[Supplied passage]

Tourism in the globalised world order has both positive and negative impacts on folk music in Goa. On the positive side, it has led to the popularity of Goan music throughout the globe, as replicated through the festival celebrated in the United Kingdom called Goa Day. But on the flip side, exposure to the different genres of music of the world, along with occupational dynamics and the availability of different and advanced modes of entertainment, resulted also in the decline of Goan music, especially among the youth who prefer western music.
According to popular belief, the folk musical performances of the Christian Gawdas are often associated with the Kunbi dance. Apart from the so-called Kunbi dance, the Kunbis or Gawdas of Chandravaddo, a ward from Fatorda in Salcete Taluka, also perform the dandla dance with sticks during the Carnival (Couto 2005, 275). But it was firmly noted that the Gawda tribes of both Nuvem and Verna do not have this tradition of performing and staging the dandla dance. But there were instances where they did join the groups from Fatorda for the Carnival and other events if the number of dancers and singers in the original group was less. The respondents from Nuvem referred to this dance form as dandeani (bamboo dance) and not as dandla dance. Another instance noted by Couto was of songs heard during the rath procession of Goddess Shantadurga of Cuncolim, referring to her as Saibin Mai, the Virgin Mary (Couto 2005, 275). This instance indicates the syncretic blending of two belief traditions in folk performances. From all these different illustrations, we can come to certain conclusions that the continuity of these folk performances is village and region-specific and is not a common feature of the Gawda tribe of Goa, as it was not evident in the areas investigated.
All respondents did not consider their folk music as Kunbi dance but rather preferred to call it ghumata vazop/vazop. This form of folk performance was staged earlier only during the marriage celebrations held in their respective houses. Traditionally, Goan Catholic wedding receptions were mostly held in the groom’s house and not at a formal venue or hall as they are now. One of the elderly respondents remarked that earlier for the wedding, three types of these traditional vazop were staged: One was called mattova vazop, held when wedding shade, or locally called mattov, was installed; second was played at the reception of the wedding, called kazarache vazop and the third was called soijea zevona vazop. All these musical performances were held only at the groom’s place.
Earlier, there were no specialised professional groups that would perform these performances, but any person who knew the art of playing traditional instruments like ghumat, madane, tal or kasale would voluntarily join and perform. Similarly, all the women of the household or ward would willingly participate, wearing the traditional dentli sari.

[Challenges]
A) Translate this sentence from the passage on Goan folk music into Spanish: "This form of folk performance was staged earlier only during the marriage celebrations held in their respective houses."
B) According to the passage on Goan folk music, what name did the respondents from Nuvem use for the dance performed with sticks?
C) Using the passage on Goan folk music, explain why Goan music declined, especially among the youth.

[Record extracts]
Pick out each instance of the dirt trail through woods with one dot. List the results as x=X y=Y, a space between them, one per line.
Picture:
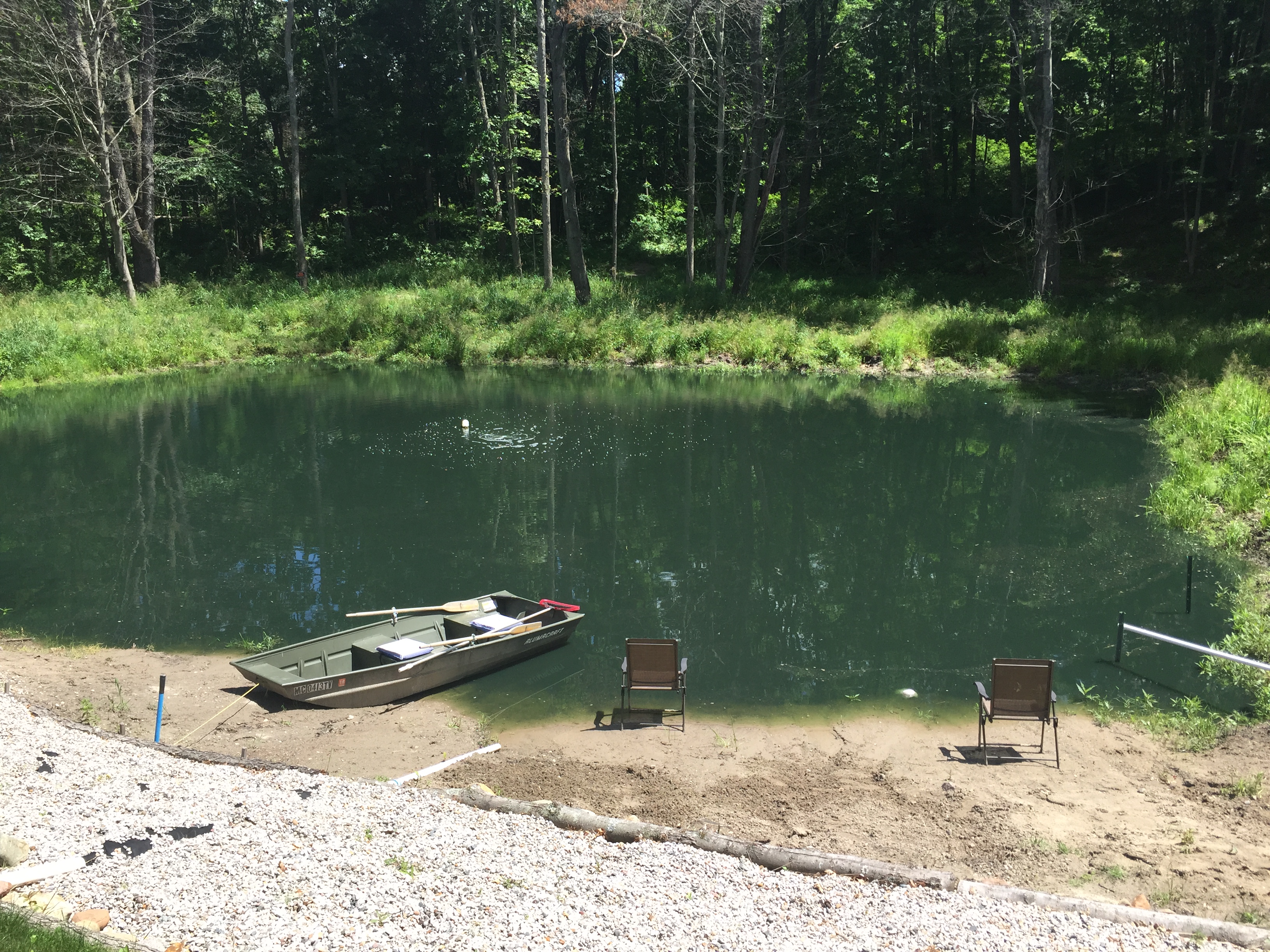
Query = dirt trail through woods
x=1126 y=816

--

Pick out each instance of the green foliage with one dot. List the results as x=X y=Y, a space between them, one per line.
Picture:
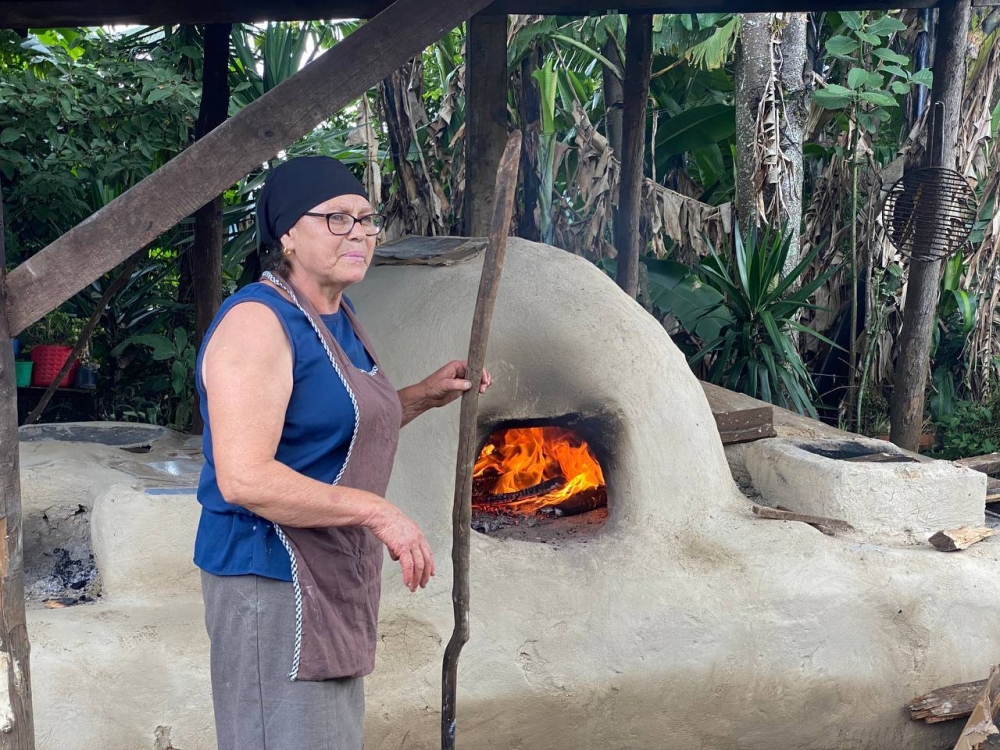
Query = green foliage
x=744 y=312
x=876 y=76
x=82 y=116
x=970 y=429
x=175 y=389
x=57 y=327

==

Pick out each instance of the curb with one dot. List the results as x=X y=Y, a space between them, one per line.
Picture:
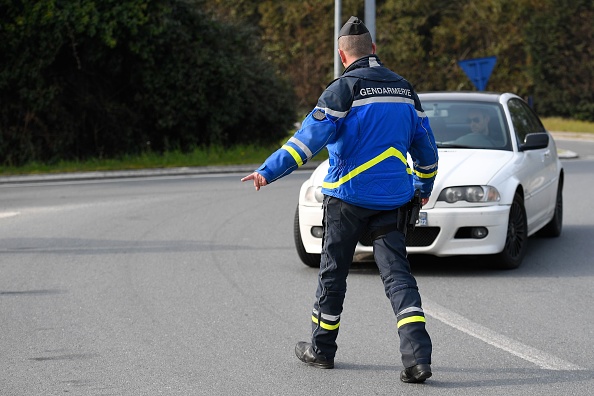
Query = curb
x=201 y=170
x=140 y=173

[Expected answers]
A) Esta forma de representación folclórica se escenificaba antes solo durante las celebraciones de boda que se realizaban en sus respectivas casas.

B) They called it dandeani (bamboo dance), not dandla dance.

C) The decline came from exposure to the different genres of music of the world, together with occupational dynamics and the availability of different and advanced modes of entertainment. It was most marked among the youth, who prefer western music.